_BRIEF:_ Could you give the records below again exactly, without the pictures?

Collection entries
━━━
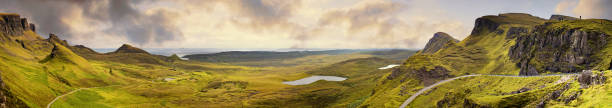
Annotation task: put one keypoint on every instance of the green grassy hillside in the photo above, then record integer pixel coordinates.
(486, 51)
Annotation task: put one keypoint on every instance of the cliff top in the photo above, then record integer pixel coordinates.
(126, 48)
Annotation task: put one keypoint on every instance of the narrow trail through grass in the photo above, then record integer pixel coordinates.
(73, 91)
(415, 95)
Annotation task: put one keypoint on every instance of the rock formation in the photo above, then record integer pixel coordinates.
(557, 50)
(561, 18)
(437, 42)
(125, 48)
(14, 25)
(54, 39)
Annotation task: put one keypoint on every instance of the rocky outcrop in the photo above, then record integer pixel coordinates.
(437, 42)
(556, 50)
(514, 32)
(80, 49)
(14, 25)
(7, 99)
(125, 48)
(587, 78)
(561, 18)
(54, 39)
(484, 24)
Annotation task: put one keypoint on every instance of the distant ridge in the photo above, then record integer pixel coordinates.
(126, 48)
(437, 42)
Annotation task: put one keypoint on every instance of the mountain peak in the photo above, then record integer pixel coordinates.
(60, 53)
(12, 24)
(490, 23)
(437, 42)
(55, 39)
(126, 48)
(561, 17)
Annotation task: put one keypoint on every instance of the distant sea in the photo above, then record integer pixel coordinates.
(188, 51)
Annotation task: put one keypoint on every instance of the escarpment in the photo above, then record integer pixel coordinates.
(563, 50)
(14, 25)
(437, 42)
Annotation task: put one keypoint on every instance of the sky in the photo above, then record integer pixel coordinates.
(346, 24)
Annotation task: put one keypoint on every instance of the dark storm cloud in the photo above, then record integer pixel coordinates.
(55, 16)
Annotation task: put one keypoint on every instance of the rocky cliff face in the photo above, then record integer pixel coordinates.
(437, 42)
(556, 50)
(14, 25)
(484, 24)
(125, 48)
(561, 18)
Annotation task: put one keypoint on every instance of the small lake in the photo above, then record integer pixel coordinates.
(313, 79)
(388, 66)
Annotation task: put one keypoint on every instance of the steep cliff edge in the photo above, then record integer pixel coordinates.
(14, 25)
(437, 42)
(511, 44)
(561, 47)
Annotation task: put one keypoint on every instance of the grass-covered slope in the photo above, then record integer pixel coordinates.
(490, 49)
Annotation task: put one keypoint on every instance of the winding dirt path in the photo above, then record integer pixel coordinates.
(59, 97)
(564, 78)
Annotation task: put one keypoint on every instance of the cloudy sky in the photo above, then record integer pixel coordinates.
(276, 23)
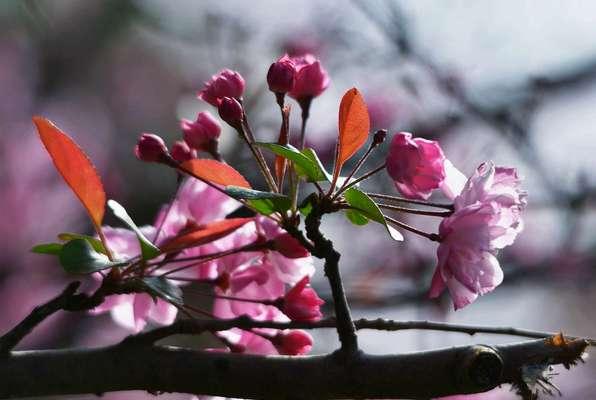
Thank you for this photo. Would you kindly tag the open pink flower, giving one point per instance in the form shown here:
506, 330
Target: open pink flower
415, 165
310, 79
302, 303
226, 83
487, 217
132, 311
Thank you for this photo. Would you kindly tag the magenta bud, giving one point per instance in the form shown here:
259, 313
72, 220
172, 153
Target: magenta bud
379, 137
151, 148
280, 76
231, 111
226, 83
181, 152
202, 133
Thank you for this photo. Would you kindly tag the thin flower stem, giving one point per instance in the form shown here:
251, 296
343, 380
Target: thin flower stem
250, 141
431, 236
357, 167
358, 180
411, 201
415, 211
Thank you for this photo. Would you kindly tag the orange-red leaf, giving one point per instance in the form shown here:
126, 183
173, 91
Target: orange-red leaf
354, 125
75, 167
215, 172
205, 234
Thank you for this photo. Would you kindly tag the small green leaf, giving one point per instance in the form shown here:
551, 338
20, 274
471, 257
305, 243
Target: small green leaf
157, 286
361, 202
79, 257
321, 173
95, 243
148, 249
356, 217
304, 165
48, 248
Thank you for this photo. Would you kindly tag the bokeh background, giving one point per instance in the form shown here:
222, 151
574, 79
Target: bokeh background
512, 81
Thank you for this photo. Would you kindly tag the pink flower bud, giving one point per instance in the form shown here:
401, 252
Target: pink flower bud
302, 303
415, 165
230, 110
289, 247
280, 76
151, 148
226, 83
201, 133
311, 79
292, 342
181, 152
━━━
_ANSWER BOX:_
Annotation task: put one keypoint on every instance of the green grassy hillside in the photo above, then record integer pixel coordinates.
(486, 51)
Annotation task: put one keypoint on every instance of the cliff top in the photo above, then record integer pixel coordinates.
(126, 48)
Annotation task: put one keypoint on every instance of the narrow trail through grass in the photo above, then record integer pixel coordinates.
(73, 91)
(415, 95)
Annotation task: put one keypoint on every instance of the rock formation in the photo above, then record integer pixel coordinates.
(557, 50)
(561, 18)
(437, 42)
(125, 48)
(14, 25)
(54, 39)
Annotation task: put one keypoint on every instance of the rocky outcrop in the photo above, then record integer pixel coordinates.
(437, 42)
(556, 50)
(514, 32)
(80, 49)
(14, 25)
(7, 99)
(125, 48)
(587, 78)
(561, 18)
(54, 39)
(484, 24)
Annotation task: put one keypoint on every instance of the distant ridge in the photo above, then record integer pixel coordinates.
(126, 48)
(437, 42)
Annotation task: put one keypoint on every instance of the mountain peak in the photo above, then record integer pixel coordinates.
(60, 53)
(12, 24)
(490, 23)
(437, 42)
(55, 39)
(126, 48)
(561, 17)
Annotation task: put one keypoint on every instance of the distant sea in the photo above, then record integer pixel coordinates.
(188, 51)
Annotation task: put one keypoint on every instance of the escarpment in the photo above, then record integer pixel coordinates.
(563, 50)
(14, 25)
(437, 42)
Annotation task: put one keypoint on every instance of the sky in the photo above, then record integer pixel coordinates.
(346, 24)
Annotation task: put one keypoint on every instance of the dark storm cloud in the photo above, then record integer pixel coordinates.
(55, 16)
Annotation task: put one keypoint on every instance of the rocky cliff face in the photo above, then record integer pixel coordinates.
(437, 42)
(556, 50)
(14, 25)
(484, 24)
(125, 48)
(561, 18)
Annotation task: put one keypoint on every instance of the small lake in the photo above, then record integer pixel coordinates.
(313, 79)
(388, 66)
Annotation task: put one keypoint on every instance of the steep cliff edge in the photo above, then record integer pixel coordinates.
(14, 25)
(437, 42)
(511, 44)
(561, 47)
Annotation task: put one keypoint on every instance of the grass-covered slope in the photo above, then record integer pixel coordinates.
(490, 49)
Annotation task: put one keypoint on every instance of the winding dirt path in the photo above, then record integer pixel coordinates.
(59, 97)
(564, 78)
Annotation task: put one keypoint on every instance of the cloudy sky in the photo above, then record integer pixel coordinates.
(276, 23)
Thank you for this photo. Would you kindly tag the open pink flower, giving one point per instance in the form shown here:
506, 330
Target: open pink flower
415, 165
310, 79
302, 303
226, 83
487, 217
132, 311
Thank you for this photo. Would you kindly tag the magenta bud, giving one point per instance in the form shown here:
259, 313
72, 220
172, 153
Target: magenta bud
379, 137
151, 148
280, 76
231, 111
226, 83
181, 152
202, 133
Thank you for this photo. Would you kindly tag the thin flower stem, giving one point per instance in the form shown here:
251, 296
343, 380
Target: thin flower stem
250, 141
431, 236
357, 167
358, 180
411, 201
415, 211
Thank you for this photo. Would you kindly tag the orange-red leaf, giving one point per instance in the form shown here:
126, 183
173, 91
Target: orange-red leaf
354, 125
75, 167
215, 172
205, 234
Thank you for this photo. Would you kindly tag the small green leaf, giving one point per instance in the form shown here:
551, 338
20, 274
471, 257
305, 243
Target: small green leaf
157, 286
361, 202
79, 257
321, 173
95, 243
148, 249
356, 217
304, 165
48, 248
Thank you for this photo. Would you kindly tag the bokeh background, giving one point per instance in the form shown here:
222, 151
574, 79
Target: bokeh background
512, 81
Thank you for this photo. Would you kindly tag the pink flower bud, giving one point per instance in the form shown here:
401, 252
Target: pink flower bud
302, 303
415, 165
230, 110
289, 247
280, 76
151, 148
226, 83
201, 133
311, 79
292, 342
181, 152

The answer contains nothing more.